#### STATED PROBLEM
Return all of the material below verbatim, line for line, leaving out the pictures.

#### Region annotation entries
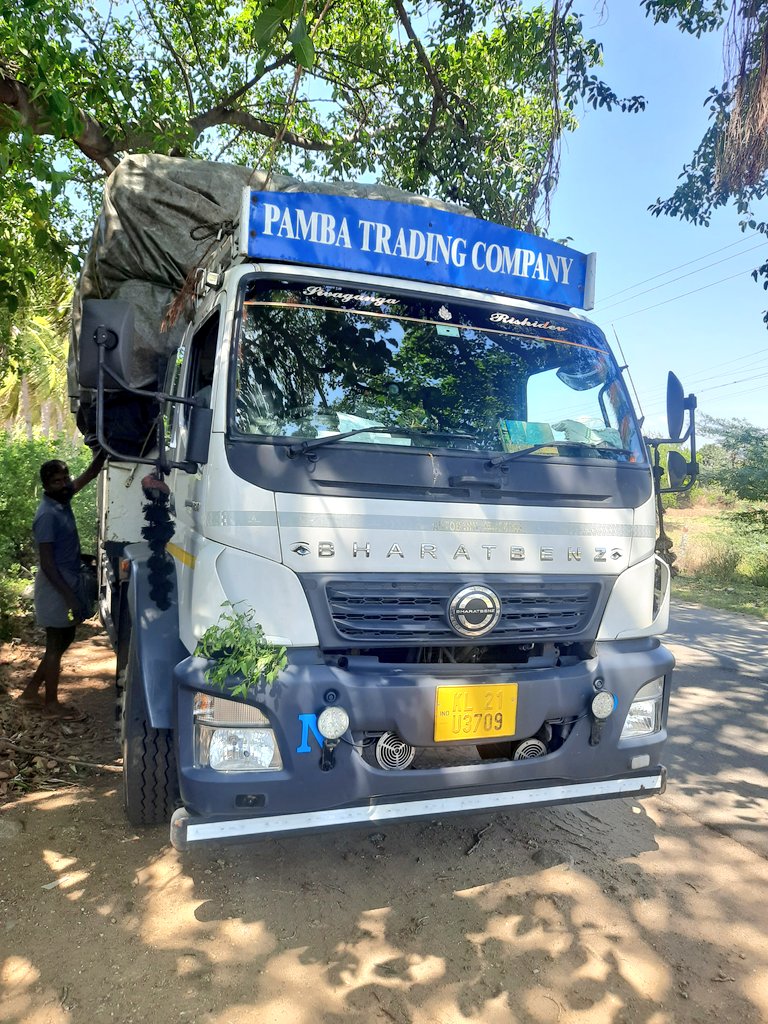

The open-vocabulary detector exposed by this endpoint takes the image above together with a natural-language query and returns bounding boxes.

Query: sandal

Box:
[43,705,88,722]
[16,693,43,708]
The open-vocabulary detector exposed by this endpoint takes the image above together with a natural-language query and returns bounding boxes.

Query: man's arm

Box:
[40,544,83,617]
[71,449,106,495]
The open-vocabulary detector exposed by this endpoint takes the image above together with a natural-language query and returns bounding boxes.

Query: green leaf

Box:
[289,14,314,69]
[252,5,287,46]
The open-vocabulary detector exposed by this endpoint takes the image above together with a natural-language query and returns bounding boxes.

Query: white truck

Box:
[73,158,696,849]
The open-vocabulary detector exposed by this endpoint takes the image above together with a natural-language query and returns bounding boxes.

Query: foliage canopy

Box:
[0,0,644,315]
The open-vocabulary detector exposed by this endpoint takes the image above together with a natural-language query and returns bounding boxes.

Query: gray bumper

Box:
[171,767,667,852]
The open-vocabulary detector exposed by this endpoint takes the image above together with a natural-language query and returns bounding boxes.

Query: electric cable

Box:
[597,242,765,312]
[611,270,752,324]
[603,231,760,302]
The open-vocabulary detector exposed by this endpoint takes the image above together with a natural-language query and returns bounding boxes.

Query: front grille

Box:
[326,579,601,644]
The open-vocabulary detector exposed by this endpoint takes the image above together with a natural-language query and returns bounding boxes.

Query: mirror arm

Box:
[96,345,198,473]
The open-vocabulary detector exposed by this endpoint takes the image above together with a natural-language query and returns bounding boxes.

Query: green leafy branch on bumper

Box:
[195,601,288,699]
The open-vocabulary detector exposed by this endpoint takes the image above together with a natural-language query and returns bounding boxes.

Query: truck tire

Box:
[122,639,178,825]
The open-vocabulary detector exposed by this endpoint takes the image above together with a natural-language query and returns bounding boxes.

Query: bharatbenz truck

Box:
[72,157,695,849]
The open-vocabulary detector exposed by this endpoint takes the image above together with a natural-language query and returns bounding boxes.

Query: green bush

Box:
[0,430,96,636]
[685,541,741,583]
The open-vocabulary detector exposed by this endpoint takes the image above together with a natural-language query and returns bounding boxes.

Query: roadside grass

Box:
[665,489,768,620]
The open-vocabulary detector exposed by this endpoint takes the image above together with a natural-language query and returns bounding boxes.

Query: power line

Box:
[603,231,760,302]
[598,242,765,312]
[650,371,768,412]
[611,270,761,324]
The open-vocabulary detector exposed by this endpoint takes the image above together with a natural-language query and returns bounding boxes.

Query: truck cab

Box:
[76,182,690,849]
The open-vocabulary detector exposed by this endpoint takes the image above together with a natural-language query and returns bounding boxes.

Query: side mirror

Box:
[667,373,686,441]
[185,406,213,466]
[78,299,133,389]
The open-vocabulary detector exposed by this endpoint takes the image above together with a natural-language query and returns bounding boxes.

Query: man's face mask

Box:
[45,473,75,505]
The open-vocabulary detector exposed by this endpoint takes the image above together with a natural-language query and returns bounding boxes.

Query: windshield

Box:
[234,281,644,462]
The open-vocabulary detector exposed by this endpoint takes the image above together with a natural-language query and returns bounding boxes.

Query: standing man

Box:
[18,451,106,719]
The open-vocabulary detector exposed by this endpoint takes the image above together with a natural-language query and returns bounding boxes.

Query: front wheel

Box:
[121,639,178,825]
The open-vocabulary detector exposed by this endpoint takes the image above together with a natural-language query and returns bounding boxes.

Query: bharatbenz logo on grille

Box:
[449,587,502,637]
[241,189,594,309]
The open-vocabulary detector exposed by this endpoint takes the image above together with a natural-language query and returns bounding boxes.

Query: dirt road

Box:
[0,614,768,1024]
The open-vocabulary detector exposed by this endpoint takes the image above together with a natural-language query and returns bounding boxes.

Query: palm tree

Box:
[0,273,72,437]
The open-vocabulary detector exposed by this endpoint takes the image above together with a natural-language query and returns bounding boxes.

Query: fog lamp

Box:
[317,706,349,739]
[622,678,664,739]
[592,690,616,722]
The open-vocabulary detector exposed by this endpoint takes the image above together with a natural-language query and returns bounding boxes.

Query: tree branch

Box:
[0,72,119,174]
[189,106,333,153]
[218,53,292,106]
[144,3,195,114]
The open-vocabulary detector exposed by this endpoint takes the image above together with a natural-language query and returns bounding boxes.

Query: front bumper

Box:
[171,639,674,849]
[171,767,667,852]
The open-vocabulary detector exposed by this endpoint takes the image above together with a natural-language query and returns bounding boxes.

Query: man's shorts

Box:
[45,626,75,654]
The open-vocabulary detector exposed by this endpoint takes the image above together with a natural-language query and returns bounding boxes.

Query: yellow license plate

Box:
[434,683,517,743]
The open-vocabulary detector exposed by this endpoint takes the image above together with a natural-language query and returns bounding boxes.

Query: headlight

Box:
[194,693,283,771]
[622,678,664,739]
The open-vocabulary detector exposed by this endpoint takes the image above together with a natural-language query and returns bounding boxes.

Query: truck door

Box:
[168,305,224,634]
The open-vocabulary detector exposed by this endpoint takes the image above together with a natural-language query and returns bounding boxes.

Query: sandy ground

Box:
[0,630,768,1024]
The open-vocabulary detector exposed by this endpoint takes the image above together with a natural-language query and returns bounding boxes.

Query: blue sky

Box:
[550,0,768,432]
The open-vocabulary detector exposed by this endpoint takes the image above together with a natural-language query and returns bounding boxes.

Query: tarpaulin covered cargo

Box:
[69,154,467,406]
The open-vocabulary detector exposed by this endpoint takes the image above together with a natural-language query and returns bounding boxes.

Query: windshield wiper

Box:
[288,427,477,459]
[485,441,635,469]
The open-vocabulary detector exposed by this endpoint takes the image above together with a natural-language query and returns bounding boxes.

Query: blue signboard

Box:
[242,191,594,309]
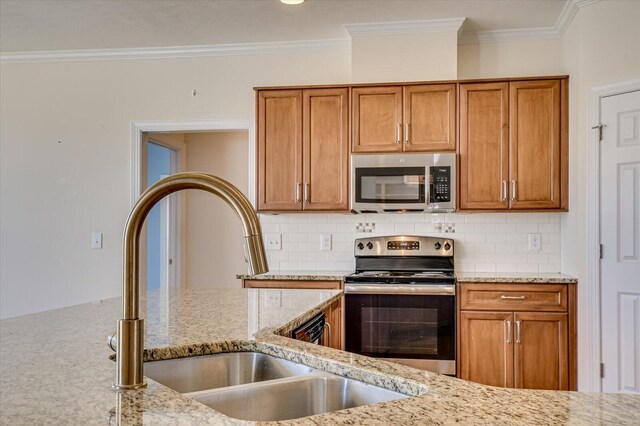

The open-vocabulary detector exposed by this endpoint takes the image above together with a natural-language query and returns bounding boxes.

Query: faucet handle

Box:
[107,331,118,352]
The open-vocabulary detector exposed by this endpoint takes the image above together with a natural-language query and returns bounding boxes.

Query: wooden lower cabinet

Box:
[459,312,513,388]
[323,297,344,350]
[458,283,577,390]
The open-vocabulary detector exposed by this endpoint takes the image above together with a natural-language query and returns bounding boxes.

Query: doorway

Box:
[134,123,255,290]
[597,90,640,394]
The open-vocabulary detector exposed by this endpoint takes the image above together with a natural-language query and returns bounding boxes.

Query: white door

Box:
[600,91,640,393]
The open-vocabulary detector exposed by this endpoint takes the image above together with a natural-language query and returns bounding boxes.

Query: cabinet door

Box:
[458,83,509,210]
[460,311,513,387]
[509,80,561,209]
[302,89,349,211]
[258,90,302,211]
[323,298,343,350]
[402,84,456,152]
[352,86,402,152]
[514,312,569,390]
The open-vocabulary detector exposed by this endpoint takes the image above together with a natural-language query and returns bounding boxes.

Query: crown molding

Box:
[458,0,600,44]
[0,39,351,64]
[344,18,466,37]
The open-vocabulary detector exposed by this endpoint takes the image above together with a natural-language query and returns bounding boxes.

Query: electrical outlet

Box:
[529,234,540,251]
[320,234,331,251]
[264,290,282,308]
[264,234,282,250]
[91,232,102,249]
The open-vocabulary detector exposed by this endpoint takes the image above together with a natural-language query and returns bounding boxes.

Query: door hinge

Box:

#### FULL ANSWER
The open-vocabulary detector exposed by this endpoint takes the image above together with a natural-language query and returns bounding boxes.

Query: sandal

Box:
[43,705,88,722]
[16,693,43,708]
The open-vocabulary detector exposed by this endpoint takes the image above together with a natural-language query and returns bounding boxes.

Query: man's arm

Box:
[40,544,83,617]
[71,449,106,495]
The open-vocabulary detector exposed by this endpoint takes the image above together with a natural-language query and returns bounding boxes.

Query: green leaf

Box:
[289,14,314,69]
[252,5,287,46]
The open-vocabulary detector exposed by this endpoint takes the image above together with a natural-language query and returns bounding boxes.

Query: white truck

Box:
[73,158,696,849]
The open-vocabulary detector exposed by this endpoint takes the image above together with a natural-language query and returns bounding boxes.

Query: foliage canopy

Box:
[0,0,644,315]
The open-vocabulary detector exposed by this endpoint takes the image above together with a natural-language query and returns bounding boxes.

Query: gray bumper

Box:
[171,767,667,852]
The open-vocabulary detector exposed by this endpoint takes the image above together with a natural-language query and returns bounding boxes.

Query: electric cable

Box:
[597,242,765,312]
[611,270,752,324]
[603,231,760,302]
The open-vocabulary detector exposed by this endpoint takes the image above together with a natural-language query and returns bounding boxes.

Query: front grille

Box:
[326,579,601,644]
The open-vocabulary detector exposed by this endpoint takes the image above together with a natural-language query and returns bounding boxes.

Query: mirror arm

Box:
[96,345,198,473]
The open-vocabulary detector exposed by this endpoint takes the image above together with a natural-language query and returns bounding boxes.

Query: green leafy branch on bumper

Box:
[195,601,288,699]
The open-vocabulary detector exposed by this endpoint takes the image above together with a natural-language query and returns bounding boxes.

Query: truck tire

Box:
[122,639,178,825]
The open-vocabulary detector exposed by this endpoint takes the image above together with a natural-language query and returns bounding boxes.

Query: bharatbenz truck

Box:
[72,157,695,849]
The open-vocabulary detector exposed by this endpoint takes the image above together with a natural-language query and returns bounding boxes.

Query: green bush

Box:
[0,430,96,636]
[685,541,741,583]
The open-vocabulary detector exposed by this endpoint takes the image above together with a natural-language query and returns bounding boxes.

Query: roadside grass

Box:
[665,489,768,620]
The open-vocabulary detector exposed by this endpoint takes the image above together with a natural-language query and returns bounding boxes.

Query: power line

Box:
[603,231,760,302]
[598,242,765,312]
[650,371,768,412]
[611,270,761,324]
The open-vocabulary detector exposed by this endpoint takes the image above together with a natural-language query and returns bounding boxes.

Query: truck cab

Box:
[76,182,690,849]
The open-vocabulary detector exposed by this endpoint takes the image above together with a natural-language query and returns bounding boxes.

Query: side mirror

Box:
[667,373,686,441]
[185,406,213,466]
[78,299,133,389]
The open-vocabulary detector exposed by this endpoint takes the image above together with a natural-language query and returns bounding boxes.

Query: man's face mask

Box:
[45,473,75,505]
The open-vocabulary detector exposed by this endpoint takes the image above together with a natural-language query and returns bounding boxes.

Query: windshield

Box:
[234,281,644,462]
The open-vocabulary detector exposed by this endpoint takes the image above together with a natural-language query and returns bounding boxes.

Query: standing man

Box:
[18,451,106,719]
The open-vocabulary detector exposed by this endpoint takes the image above together with a natural-language query and returns bounding boxes.

Query: front wheel

Box:
[121,639,178,825]
The open-vocabulary detector exposed by this endpoint takes the image above together with a natural-language query and returns bounding boxes.

Query: bharatbenz logo on grille

Box:
[449,587,502,637]
[241,189,594,309]
The open-vocabulary detector exposed by this endpoint takes the image above together with a natural-language query and returns bounding boxes.

Query: dirt road

Box:
[0,614,768,1024]
The open-vocabulary detector exposed by this endpoint takes the image above together with a natural-language query and returns bounding boxes.

Query: palm tree

Box:
[0,273,72,437]
The open-vocabulary detector exposed by this endpoint takes the image above together with a natural-language query and returns bounding boxes.

Query: fog lamp

Box:
[317,706,349,739]
[622,678,664,739]
[592,690,616,722]
The open-vocabulary detector exposed by this endpoint takes the image above together with a natural-language query and returns bounding boxes.

Query: tree branch

Box:
[0,72,119,174]
[189,106,333,153]
[218,53,292,106]
[144,3,195,114]
The open-vocabulary detector exposed by this endpoint takes the image above together with a natural-language query and returns bounding boxes.

Query: front bumper

Box:
[171,639,674,849]
[171,767,667,852]
The open-vocabulary detector exposed by this endpoint takes the image above together with a natural-language query and returns bounding boxes.

Query: man's shorts

Box:
[45,626,75,654]
The open-vocabulary detector exposed by this endpoint takes the image above together with a natural-language query and returns bounding boxes.

Query: yellow license plate

Box:
[434,683,517,743]
The open-vocabulary detector exposed by this endpoint takes the image above together with a natural-language query and returns bounding boxes.

Query: headlight

Box:
[194,693,283,771]
[622,678,664,739]
The open-vocabulary detector exposed by this endpoint takes the image above together with a natural-language query and returns bounding boxes.

Query: truck door

Box:
[168,305,224,634]
The open-vocabulary detector exposed by this endpoint takes the image above together with a natural-language query and returns bounding boxes.

Query: sandy ground

Box:
[0,630,768,1024]
The open-vocabulary detector exposed by this endpoint takes the image above together with a natural-language query and returns bounding boxes.

Query: blue sky

Box:
[550,0,768,432]
The open-vocabulary detector exposed by this endpoint takes the image above together with a natural-language query and returns bounding boxes.

Query: tarpaulin covered cargo

Box:
[69,154,467,406]
The open-vocabulary detector exposed by this endpoint takes the image above together with a natural-language query and returns bounding boxes.

Query: windshield wiper

Box:
[288,427,477,459]
[485,441,635,469]
The open-vocabulary detector exposed by this endpoint takes the image above together with a natural-language query and returns bounding boxes.

Query: blue signboard

Box:
[242,191,594,309]

The open-vocabulary detector exposed by this endpoint takes the image above together with a natural-language query and returns bounding boxes.

Query: faucet handle

Box:
[107,331,118,352]
The open-vocabulary detector exposed by this endpoint takes the image above together with a natural-language query and returns bounding boxes.

Query: wooden lower cabinet

Box:
[459,312,513,388]
[323,297,344,350]
[458,283,577,390]
The open-vocabulary detector exposed by this endpoint takes the image above together with a natural-language query and returns bounding boxes.

Query: doorway

Box:
[134,123,255,290]
[597,90,640,394]
The open-vocabulary detector exposed by this endpoint takes the image above together with a natural-language query and returns bounding boxes.

Query: white door

Box:
[600,91,640,393]
The open-vocabulary detector exposed by this endpoint takes the image above together with a natural-language query and returns bounding boxes.

Query: cabinet door

Box:
[458,83,509,210]
[460,311,513,387]
[509,80,561,209]
[302,89,349,211]
[258,90,302,211]
[323,298,343,350]
[402,84,456,152]
[352,86,402,152]
[514,312,569,390]
The open-vocabulary detector exposed by this endpoint takes the image above together with a natural-language query and returns bounding boxes.

Query: crown molding

Box:
[458,0,600,44]
[0,39,351,64]
[344,18,466,37]
The open-vocabulary detector exposed by this endpoint takes the image above together with a natural-language query and returns bounding boxes.

Query: electrical outlet

Box:
[529,234,540,251]
[320,234,331,251]
[264,290,282,308]
[264,234,282,250]
[91,232,102,249]
The open-vocabulary detector exposed by this endpoint takes the image above together with a natural-language query and returns bounding boxes.

Query: door hinge

Box:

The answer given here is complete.